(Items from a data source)
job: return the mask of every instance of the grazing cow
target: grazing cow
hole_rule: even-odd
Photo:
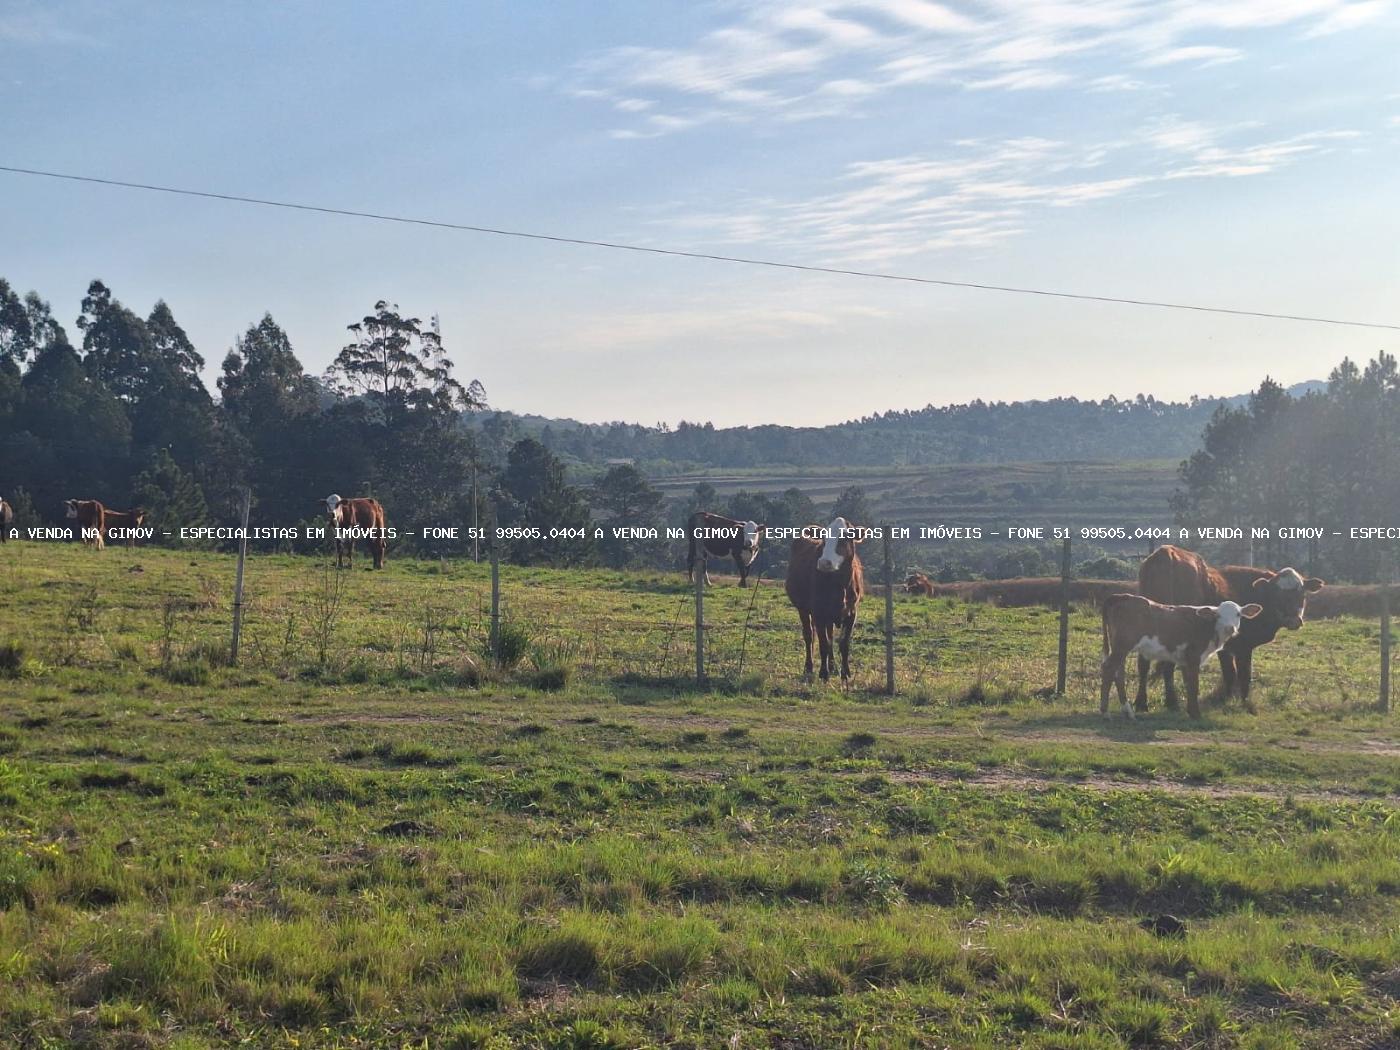
[[[739,586],[749,585],[749,567],[758,557],[758,545],[763,539],[767,525],[754,521],[735,521],[733,518],[711,514],[707,510],[697,510],[690,516],[690,550],[686,558],[686,577],[695,582],[695,563],[701,564],[705,573],[705,583],[710,582],[709,565],[706,559],[733,558],[739,567]]]
[[[1282,627],[1296,631],[1303,626],[1308,595],[1323,587],[1316,577],[1304,578],[1296,569],[1256,569],[1247,565],[1227,565],[1212,568],[1194,551],[1173,547],[1158,547],[1143,559],[1138,569],[1138,592],[1144,597],[1166,605],[1218,605],[1231,601],[1243,605],[1258,602],[1263,613],[1242,624],[1240,632],[1220,650],[1221,692],[1225,697],[1238,696],[1247,710],[1253,711],[1249,699],[1249,682],[1253,670],[1254,650],[1274,640]],[[1138,657],[1137,709],[1147,710],[1147,679],[1150,661]],[[1162,678],[1166,682],[1167,706],[1176,706],[1176,686],[1172,681],[1172,665],[1164,664]]]
[[[63,501],[64,517],[76,521],[83,543],[91,544],[97,550],[107,545],[102,537],[107,532],[107,508],[95,499],[70,499]]]
[[[377,499],[341,499],[335,493],[326,497],[326,513],[330,515],[331,527],[335,529],[366,529],[370,554],[374,556],[374,567],[384,568],[384,552],[389,549],[388,533],[384,525],[384,508]],[[335,534],[335,566],[355,564],[355,536],[351,532]]]
[[[103,518],[104,532],[109,540],[115,538],[112,535],[113,529],[128,530],[126,533],[128,547],[136,546],[136,534],[131,530],[139,529],[146,524],[146,512],[140,507],[135,507],[132,510],[104,510]]]
[[[921,572],[911,572],[904,577],[904,589],[910,594],[931,596],[933,594],[933,581]]]
[[[1123,713],[1134,717],[1128,706],[1123,665],[1129,653],[1137,653],[1139,659],[1181,665],[1186,711],[1192,718],[1200,718],[1197,697],[1201,668],[1240,633],[1242,623],[1256,619],[1262,611],[1262,606],[1253,602],[1243,607],[1231,601],[1219,605],[1162,605],[1140,594],[1110,594],[1103,603],[1099,713],[1108,714],[1108,688],[1113,683],[1118,687]]]
[[[820,530],[818,530],[820,531]],[[859,530],[845,518],[835,518],[826,527],[824,539],[799,536],[792,541],[788,558],[787,596],[802,621],[802,642],[807,649],[803,674],[812,675],[812,633],[821,648],[822,681],[836,668],[834,643],[839,627],[841,680],[851,677],[851,631],[856,625],[856,607],[865,593],[865,575],[856,552]]]
[[[5,502],[4,496],[0,496],[0,543],[10,538],[10,526],[14,523],[15,508]]]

AIM OF THE EXERCISE: Quote the records above from their first line through the line containing "hole_rule: even-odd", both ends included.

ANSWER FOR THIS EXERCISE:
job: return the mask of every instance of the grazing cow
target: grazing cow
hole_rule: even-odd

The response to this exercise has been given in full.